▸ Short problem: Can you quote the lines below exactly, starting at the line with "target: **red shirt**" and going through the last one?

▸ Supplied entries:
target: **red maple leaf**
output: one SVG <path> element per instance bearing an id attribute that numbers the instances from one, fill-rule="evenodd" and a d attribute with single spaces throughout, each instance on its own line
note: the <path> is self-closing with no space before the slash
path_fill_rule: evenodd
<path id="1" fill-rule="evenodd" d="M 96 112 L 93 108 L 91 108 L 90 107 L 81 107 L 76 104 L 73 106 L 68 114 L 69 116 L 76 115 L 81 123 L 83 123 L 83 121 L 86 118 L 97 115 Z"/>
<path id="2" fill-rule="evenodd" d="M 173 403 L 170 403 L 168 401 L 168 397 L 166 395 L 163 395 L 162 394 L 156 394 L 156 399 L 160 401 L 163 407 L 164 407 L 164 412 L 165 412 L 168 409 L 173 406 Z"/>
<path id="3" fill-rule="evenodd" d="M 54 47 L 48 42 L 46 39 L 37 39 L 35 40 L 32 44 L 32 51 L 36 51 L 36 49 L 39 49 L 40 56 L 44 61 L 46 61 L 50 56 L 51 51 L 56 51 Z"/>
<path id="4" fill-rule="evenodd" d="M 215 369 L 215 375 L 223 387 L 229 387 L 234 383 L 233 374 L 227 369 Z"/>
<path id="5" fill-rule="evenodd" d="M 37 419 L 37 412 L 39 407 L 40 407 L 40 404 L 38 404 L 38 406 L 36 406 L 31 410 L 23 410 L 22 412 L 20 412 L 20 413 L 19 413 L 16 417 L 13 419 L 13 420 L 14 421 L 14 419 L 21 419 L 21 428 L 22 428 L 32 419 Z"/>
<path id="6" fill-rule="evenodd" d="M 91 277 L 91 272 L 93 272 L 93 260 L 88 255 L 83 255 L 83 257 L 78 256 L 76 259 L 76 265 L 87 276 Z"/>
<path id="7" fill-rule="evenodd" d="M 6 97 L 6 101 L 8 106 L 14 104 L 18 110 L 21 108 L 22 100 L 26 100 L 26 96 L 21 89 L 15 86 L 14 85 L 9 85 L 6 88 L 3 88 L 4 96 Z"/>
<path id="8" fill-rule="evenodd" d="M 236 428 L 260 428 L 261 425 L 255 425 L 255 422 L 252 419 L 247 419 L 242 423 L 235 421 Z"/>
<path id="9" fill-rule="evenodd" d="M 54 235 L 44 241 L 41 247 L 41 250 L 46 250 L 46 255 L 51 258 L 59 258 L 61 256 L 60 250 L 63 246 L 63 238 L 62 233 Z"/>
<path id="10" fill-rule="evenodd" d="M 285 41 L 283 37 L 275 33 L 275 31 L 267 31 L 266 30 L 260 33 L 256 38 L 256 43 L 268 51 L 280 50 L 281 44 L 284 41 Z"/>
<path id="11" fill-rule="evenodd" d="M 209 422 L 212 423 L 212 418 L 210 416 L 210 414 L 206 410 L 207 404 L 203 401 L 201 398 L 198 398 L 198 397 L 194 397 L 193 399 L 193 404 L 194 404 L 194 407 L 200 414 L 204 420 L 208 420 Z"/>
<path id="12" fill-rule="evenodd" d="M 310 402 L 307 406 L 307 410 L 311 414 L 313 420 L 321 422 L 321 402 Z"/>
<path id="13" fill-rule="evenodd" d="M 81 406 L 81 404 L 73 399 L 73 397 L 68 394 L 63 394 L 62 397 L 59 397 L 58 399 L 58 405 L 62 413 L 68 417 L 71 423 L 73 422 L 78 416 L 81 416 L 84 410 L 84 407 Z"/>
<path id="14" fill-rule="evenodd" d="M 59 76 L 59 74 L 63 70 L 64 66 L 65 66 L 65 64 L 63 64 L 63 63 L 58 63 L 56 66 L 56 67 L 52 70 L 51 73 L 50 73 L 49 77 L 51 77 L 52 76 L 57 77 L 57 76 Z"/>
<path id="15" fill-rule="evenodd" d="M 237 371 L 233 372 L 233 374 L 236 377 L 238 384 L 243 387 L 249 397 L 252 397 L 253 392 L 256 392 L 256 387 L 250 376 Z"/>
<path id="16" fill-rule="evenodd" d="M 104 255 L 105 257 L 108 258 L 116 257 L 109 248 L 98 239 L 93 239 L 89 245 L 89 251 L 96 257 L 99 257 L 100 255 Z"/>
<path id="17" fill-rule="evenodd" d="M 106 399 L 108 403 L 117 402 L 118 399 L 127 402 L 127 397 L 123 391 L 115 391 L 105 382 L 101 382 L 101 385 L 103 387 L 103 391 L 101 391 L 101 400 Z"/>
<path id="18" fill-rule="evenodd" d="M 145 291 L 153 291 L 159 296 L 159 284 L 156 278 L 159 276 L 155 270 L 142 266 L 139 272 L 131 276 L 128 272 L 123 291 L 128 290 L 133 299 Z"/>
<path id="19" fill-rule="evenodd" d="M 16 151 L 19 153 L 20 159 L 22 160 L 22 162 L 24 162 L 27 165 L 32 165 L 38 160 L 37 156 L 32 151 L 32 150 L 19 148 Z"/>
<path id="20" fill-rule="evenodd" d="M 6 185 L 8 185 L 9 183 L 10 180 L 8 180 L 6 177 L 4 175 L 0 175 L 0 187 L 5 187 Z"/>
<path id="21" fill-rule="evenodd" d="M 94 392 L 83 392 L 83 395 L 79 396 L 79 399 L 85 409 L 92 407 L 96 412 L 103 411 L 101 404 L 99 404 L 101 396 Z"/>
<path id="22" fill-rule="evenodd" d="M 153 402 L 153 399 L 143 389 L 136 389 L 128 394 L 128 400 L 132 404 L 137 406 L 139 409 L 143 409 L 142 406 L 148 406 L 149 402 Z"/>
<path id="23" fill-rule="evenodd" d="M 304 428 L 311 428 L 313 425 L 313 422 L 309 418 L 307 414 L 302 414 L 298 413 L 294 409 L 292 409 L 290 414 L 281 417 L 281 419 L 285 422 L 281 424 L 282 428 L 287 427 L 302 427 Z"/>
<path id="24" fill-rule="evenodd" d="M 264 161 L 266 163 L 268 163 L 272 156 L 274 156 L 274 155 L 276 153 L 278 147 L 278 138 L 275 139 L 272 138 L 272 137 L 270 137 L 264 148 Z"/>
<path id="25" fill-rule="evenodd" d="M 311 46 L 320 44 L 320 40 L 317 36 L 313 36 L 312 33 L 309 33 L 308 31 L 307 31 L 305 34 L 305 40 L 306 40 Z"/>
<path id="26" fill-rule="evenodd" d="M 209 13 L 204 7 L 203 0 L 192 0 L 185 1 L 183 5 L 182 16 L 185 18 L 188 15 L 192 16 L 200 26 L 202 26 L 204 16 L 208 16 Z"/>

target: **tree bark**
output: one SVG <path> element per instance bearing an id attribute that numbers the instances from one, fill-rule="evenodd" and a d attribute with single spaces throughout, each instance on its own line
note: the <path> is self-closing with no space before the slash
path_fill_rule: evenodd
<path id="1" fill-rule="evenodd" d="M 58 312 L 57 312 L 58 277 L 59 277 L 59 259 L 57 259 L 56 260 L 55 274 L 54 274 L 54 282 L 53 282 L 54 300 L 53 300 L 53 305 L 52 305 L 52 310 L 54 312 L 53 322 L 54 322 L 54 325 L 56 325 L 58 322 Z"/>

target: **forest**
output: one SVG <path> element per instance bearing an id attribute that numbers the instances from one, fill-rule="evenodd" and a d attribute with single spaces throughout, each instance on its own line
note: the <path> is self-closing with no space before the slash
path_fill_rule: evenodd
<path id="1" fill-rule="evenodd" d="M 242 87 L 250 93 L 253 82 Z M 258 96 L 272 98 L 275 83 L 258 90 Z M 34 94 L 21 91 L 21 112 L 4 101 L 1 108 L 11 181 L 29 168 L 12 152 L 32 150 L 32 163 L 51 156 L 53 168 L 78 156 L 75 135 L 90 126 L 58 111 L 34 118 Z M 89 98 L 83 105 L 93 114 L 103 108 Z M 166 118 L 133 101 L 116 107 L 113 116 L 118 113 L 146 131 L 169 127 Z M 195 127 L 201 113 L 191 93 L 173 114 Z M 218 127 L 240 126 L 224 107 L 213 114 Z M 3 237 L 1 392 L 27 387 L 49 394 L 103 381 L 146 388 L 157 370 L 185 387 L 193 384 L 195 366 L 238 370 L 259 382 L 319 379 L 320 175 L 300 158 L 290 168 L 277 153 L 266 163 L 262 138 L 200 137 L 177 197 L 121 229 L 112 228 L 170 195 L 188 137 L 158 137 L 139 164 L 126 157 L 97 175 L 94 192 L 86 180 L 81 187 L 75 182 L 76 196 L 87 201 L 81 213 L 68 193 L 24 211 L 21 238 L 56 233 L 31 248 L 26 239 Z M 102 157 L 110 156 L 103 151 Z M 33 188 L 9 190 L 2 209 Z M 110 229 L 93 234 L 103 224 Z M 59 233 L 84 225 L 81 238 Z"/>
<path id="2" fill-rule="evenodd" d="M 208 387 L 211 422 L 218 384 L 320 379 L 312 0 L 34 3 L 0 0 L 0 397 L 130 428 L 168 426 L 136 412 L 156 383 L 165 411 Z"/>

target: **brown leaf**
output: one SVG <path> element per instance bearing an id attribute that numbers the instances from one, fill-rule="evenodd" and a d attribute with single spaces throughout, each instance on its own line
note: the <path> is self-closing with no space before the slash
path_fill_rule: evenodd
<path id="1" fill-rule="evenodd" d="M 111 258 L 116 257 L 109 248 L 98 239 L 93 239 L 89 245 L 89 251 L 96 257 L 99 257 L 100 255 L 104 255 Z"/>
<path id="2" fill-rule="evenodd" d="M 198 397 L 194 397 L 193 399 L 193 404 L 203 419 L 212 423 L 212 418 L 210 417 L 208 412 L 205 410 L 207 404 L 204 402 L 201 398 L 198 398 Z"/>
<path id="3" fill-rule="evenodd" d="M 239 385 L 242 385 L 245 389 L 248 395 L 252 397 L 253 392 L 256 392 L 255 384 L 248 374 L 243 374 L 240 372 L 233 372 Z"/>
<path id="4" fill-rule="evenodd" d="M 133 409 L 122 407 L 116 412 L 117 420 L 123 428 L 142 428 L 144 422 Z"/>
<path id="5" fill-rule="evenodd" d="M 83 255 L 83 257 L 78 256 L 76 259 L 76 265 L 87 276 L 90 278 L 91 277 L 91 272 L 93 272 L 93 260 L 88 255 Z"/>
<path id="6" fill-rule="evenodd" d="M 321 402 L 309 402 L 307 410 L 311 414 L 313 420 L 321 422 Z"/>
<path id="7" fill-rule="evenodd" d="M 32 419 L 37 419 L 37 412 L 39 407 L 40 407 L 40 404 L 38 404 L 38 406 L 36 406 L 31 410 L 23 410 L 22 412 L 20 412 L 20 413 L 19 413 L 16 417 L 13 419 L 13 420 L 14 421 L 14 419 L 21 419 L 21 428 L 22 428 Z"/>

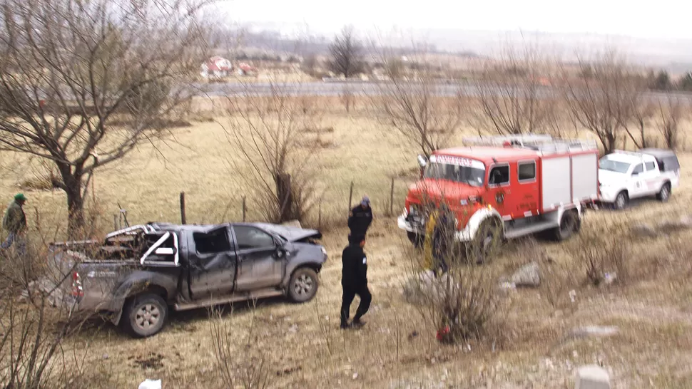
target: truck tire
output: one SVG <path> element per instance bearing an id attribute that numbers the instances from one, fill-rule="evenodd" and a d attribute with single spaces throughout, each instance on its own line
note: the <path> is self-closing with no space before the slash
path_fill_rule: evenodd
<path id="1" fill-rule="evenodd" d="M 416 234 L 415 232 L 411 232 L 410 231 L 407 231 L 406 232 L 406 235 L 407 237 L 408 237 L 409 240 L 411 242 L 411 243 L 413 244 L 414 247 L 417 249 L 418 247 L 420 247 L 423 245 L 423 239 L 419 234 Z"/>
<path id="2" fill-rule="evenodd" d="M 661 202 L 666 202 L 671 198 L 671 183 L 666 182 L 661 187 L 661 190 L 656 195 L 656 199 Z"/>
<path id="3" fill-rule="evenodd" d="M 559 227 L 553 230 L 553 238 L 558 242 L 567 240 L 572 235 L 579 233 L 581 229 L 581 220 L 576 209 L 569 209 L 562 214 Z"/>
<path id="4" fill-rule="evenodd" d="M 319 286 L 317 273 L 309 267 L 301 267 L 291 275 L 288 296 L 296 303 L 305 303 L 315 297 Z"/>
<path id="5" fill-rule="evenodd" d="M 629 204 L 629 195 L 627 192 L 623 190 L 615 197 L 615 202 L 613 202 L 613 207 L 620 211 L 627 207 Z"/>
<path id="6" fill-rule="evenodd" d="M 487 261 L 493 247 L 502 242 L 502 226 L 499 220 L 492 219 L 481 223 L 471 244 L 472 260 L 477 264 Z"/>
<path id="7" fill-rule="evenodd" d="M 161 331 L 168 319 L 168 306 L 154 294 L 136 296 L 125 306 L 121 319 L 124 329 L 137 338 L 146 338 Z"/>

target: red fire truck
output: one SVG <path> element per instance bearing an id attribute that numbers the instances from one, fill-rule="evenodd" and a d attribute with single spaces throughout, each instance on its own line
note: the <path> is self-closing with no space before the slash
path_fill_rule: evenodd
<path id="1" fill-rule="evenodd" d="M 584 206 L 599 195 L 595 142 L 532 135 L 464 142 L 419 156 L 421 180 L 398 220 L 412 242 L 422 242 L 427 213 L 443 202 L 456 219 L 455 239 L 483 250 L 496 238 L 549 230 L 562 240 L 579 232 Z"/>

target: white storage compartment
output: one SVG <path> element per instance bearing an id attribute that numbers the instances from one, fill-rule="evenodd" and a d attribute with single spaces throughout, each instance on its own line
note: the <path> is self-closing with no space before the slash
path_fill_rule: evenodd
<path id="1" fill-rule="evenodd" d="M 572 199 L 599 198 L 599 159 L 596 154 L 572 156 Z"/>
<path id="2" fill-rule="evenodd" d="M 543 212 L 571 202 L 569 157 L 541 159 Z"/>

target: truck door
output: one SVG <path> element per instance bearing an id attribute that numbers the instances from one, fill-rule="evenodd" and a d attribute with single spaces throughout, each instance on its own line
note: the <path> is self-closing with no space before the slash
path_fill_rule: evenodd
<path id="1" fill-rule="evenodd" d="M 644 172 L 643 173 L 645 195 L 658 193 L 663 184 L 663 177 L 658 172 L 658 167 L 653 160 L 644 162 Z"/>
<path id="2" fill-rule="evenodd" d="M 638 163 L 632 169 L 629 180 L 627 180 L 627 191 L 630 198 L 639 197 L 646 194 L 646 185 L 644 182 L 644 164 Z"/>
<path id="3" fill-rule="evenodd" d="M 238 291 L 277 286 L 281 283 L 285 259 L 278 255 L 274 237 L 250 225 L 233 225 L 238 245 Z"/>
<path id="4" fill-rule="evenodd" d="M 190 291 L 195 300 L 233 292 L 237 258 L 228 226 L 192 233 Z"/>
<path id="5" fill-rule="evenodd" d="M 536 160 L 525 160 L 517 162 L 516 193 L 505 199 L 512 207 L 512 219 L 529 217 L 539 214 L 539 185 L 536 178 Z M 514 185 L 514 184 L 513 184 Z"/>
<path id="6" fill-rule="evenodd" d="M 509 204 L 510 197 L 509 164 L 499 163 L 490 165 L 488 172 L 488 187 L 486 202 L 497 209 L 503 220 L 512 218 L 512 205 Z"/>

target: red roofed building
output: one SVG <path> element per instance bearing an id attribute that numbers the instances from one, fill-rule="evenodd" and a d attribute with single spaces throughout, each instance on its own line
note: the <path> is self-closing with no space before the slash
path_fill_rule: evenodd
<path id="1" fill-rule="evenodd" d="M 211 57 L 202 64 L 201 74 L 203 77 L 228 77 L 233 70 L 230 61 L 219 56 Z"/>

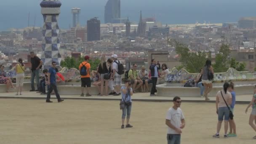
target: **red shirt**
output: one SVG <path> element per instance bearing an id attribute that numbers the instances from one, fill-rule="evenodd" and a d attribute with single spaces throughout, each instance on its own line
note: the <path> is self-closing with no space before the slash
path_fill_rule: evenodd
<path id="1" fill-rule="evenodd" d="M 63 77 L 61 74 L 59 72 L 57 72 L 57 75 L 61 79 L 61 80 L 65 81 L 65 78 L 64 78 L 64 77 Z"/>

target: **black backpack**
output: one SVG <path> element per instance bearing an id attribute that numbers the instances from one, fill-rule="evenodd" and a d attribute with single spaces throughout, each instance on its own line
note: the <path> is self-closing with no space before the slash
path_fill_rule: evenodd
<path id="1" fill-rule="evenodd" d="M 83 66 L 81 67 L 81 69 L 80 70 L 80 75 L 85 76 L 87 75 L 87 67 L 85 67 L 85 65 L 87 64 L 88 63 L 86 63 L 85 65 L 83 64 L 83 63 L 81 63 Z"/>
<path id="2" fill-rule="evenodd" d="M 125 68 L 123 67 L 123 65 L 122 63 L 120 62 L 119 61 L 118 61 L 118 62 L 116 61 L 115 61 L 117 64 L 117 67 L 118 67 L 118 71 L 116 72 L 119 75 L 122 75 L 125 73 Z"/>

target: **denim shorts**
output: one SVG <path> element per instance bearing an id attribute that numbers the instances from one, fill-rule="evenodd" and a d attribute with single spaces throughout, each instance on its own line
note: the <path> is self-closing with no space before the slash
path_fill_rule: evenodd
<path id="1" fill-rule="evenodd" d="M 223 121 L 223 117 L 225 121 L 229 120 L 229 110 L 227 107 L 219 107 L 218 112 L 218 119 L 219 121 Z"/>

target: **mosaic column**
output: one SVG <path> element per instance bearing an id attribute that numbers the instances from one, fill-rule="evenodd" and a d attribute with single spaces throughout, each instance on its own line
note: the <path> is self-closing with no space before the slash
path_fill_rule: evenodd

▸ Answer for the task:
target: **red shirt**
output: one SVG <path> element per instance bearing an id attribute that numbers the instances from one, fill-rule="evenodd" and a d attribute with single spaces throughout, each instance on its own line
note: the <path> is self-closing with no space before the slash
path_fill_rule: evenodd
<path id="1" fill-rule="evenodd" d="M 63 77 L 61 74 L 59 72 L 57 72 L 57 75 L 61 79 L 61 80 L 65 81 L 65 78 L 64 78 L 64 77 Z"/>

target: **black backpack**
output: one SVG <path> element per instance bearing an id attribute that numbers the instances from one, fill-rule="evenodd" and a d attribute with single spaces throughout, each instance on its own line
note: the <path> is self-closing with no space before the slash
path_fill_rule: evenodd
<path id="1" fill-rule="evenodd" d="M 83 66 L 81 67 L 81 69 L 80 70 L 80 75 L 85 76 L 87 75 L 87 67 L 85 67 L 85 65 L 87 64 L 88 63 L 86 63 L 85 65 L 83 64 L 83 63 L 81 63 Z"/>
<path id="2" fill-rule="evenodd" d="M 125 68 L 123 67 L 123 65 L 122 63 L 120 62 L 119 61 L 118 61 L 118 62 L 116 61 L 115 61 L 117 64 L 117 67 L 118 67 L 118 71 L 116 72 L 119 75 L 122 75 L 125 73 Z"/>

target: **denim shorts**
output: one SVG <path> element per instance bearing an id attribute that numbers the instances from one, fill-rule="evenodd" and a d attribute with single spaces throughout, each instance on its own line
note: the <path> is self-closing with no space before the slash
path_fill_rule: evenodd
<path id="1" fill-rule="evenodd" d="M 223 121 L 223 117 L 225 121 L 229 120 L 229 110 L 227 107 L 219 107 L 218 112 L 218 119 L 219 121 Z"/>

target: **mosaic column**
output: one SVG <path> element per instance bearing an id attribute that numbers the instances from one, fill-rule="evenodd" and a d attribute with single spaces throughout, each instance on its own line
note: the <path> is self-closing with no space before the slash
path_fill_rule: evenodd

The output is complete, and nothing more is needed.